Stored records:
==================================================
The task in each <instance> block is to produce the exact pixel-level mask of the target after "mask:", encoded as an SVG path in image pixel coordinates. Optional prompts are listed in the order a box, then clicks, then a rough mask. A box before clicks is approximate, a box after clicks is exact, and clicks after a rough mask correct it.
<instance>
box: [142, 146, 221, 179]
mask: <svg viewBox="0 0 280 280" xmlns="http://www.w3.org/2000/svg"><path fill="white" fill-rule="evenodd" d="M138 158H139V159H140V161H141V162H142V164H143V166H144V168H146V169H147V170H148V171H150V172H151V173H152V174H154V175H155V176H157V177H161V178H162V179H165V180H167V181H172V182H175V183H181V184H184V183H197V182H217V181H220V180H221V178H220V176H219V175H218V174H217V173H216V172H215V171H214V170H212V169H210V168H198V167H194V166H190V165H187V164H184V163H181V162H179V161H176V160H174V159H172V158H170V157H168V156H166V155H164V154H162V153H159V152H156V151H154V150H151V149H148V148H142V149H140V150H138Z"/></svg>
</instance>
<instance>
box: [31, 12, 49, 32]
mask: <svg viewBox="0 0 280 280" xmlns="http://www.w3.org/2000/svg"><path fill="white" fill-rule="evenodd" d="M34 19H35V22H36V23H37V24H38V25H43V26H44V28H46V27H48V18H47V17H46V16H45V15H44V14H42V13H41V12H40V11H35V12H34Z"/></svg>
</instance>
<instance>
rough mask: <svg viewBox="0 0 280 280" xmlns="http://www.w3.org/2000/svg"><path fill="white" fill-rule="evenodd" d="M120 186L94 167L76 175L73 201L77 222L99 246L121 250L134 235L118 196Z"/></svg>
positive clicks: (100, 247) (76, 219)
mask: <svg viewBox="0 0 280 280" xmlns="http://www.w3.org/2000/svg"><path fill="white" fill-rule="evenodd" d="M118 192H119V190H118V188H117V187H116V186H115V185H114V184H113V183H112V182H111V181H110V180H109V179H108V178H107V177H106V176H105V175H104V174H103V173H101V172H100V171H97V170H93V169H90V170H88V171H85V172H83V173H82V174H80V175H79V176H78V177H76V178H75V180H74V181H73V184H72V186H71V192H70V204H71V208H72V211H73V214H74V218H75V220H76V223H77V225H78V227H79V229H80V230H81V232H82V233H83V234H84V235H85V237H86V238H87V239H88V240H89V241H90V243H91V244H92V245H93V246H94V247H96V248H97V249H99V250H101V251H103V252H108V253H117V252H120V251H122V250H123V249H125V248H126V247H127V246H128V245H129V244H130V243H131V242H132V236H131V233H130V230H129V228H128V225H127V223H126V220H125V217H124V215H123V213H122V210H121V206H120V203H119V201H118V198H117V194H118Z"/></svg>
==================================================
* **ACTIVITY**: Retype all of these lines without changing anything.

* **OUTPUT OF THE EXERCISE**:
The task in each <instance> block is to produce the exact pixel-level mask of the target after "mask:", encoded as an SVG path in image pixel coordinates. Optional prompts are listed in the order a box, then clicks, then a rough mask. A box before clicks is approximate, a box after clicks is exact, and clicks after a rough mask correct it.
<instance>
box: [142, 146, 221, 179]
mask: <svg viewBox="0 0 280 280" xmlns="http://www.w3.org/2000/svg"><path fill="white" fill-rule="evenodd" d="M138 158H139V159H140V161H141V162H142V164H143V166H144V168H146V169H147V170H148V171H150V172H151V173H152V174H154V175H155V176H157V177H161V178H162V179H165V180H167V181H172V182H175V183H181V184H184V183H197V182H217V181H220V180H221V178H220V176H219V175H218V174H217V173H216V172H215V171H214V170H212V169H210V168H198V167H194V166H190V165H187V164H184V163H181V162H179V161H176V160H174V159H172V158H170V157H168V156H166V155H164V154H162V153H159V152H156V151H154V150H151V149H148V148H142V149H140V150H138Z"/></svg>
</instance>
<instance>
box: [31, 12, 49, 32]
mask: <svg viewBox="0 0 280 280" xmlns="http://www.w3.org/2000/svg"><path fill="white" fill-rule="evenodd" d="M34 19H35V22H36V23H37V24H38V25H43V26H44V28H46V27H48V18H47V17H46V16H45V15H44V14H42V13H41V12H40V11H35V12H34Z"/></svg>
</instance>
<instance>
rough mask: <svg viewBox="0 0 280 280" xmlns="http://www.w3.org/2000/svg"><path fill="white" fill-rule="evenodd" d="M120 186L94 167L76 175L73 201L77 222L99 246L121 250L134 235L118 196Z"/></svg>
positive clicks: (100, 247) (76, 219)
mask: <svg viewBox="0 0 280 280" xmlns="http://www.w3.org/2000/svg"><path fill="white" fill-rule="evenodd" d="M118 192H119V190H118V188H117V187H116V186H115V185H114V184H113V183H112V182H111V181H110V180H109V179H108V178H107V177H106V176H105V175H104V174H103V173H101V172H100V171H97V170H93V169H90V170H88V171H85V172H83V173H82V174H80V175H79V176H78V177H76V178H75V180H74V181H73V184H72V186H71V192H70V204H71V208H72V211H73V214H74V218H75V220H76V223H77V225H78V227H79V229H80V230H81V232H82V233H83V234H84V235H85V237H86V238H87V239H88V240H89V241H90V243H91V244H92V245H93V246H94V247H96V248H97V249H99V250H101V251H103V252H108V253H117V252H120V251H122V250H123V249H125V248H126V247H127V246H128V245H129V244H130V243H131V242H132V236H131V233H130V230H129V228H128V225H127V223H126V220H125V217H124V215H123V213H122V210H121V206H120V203H119V201H118V198H117V194H118Z"/></svg>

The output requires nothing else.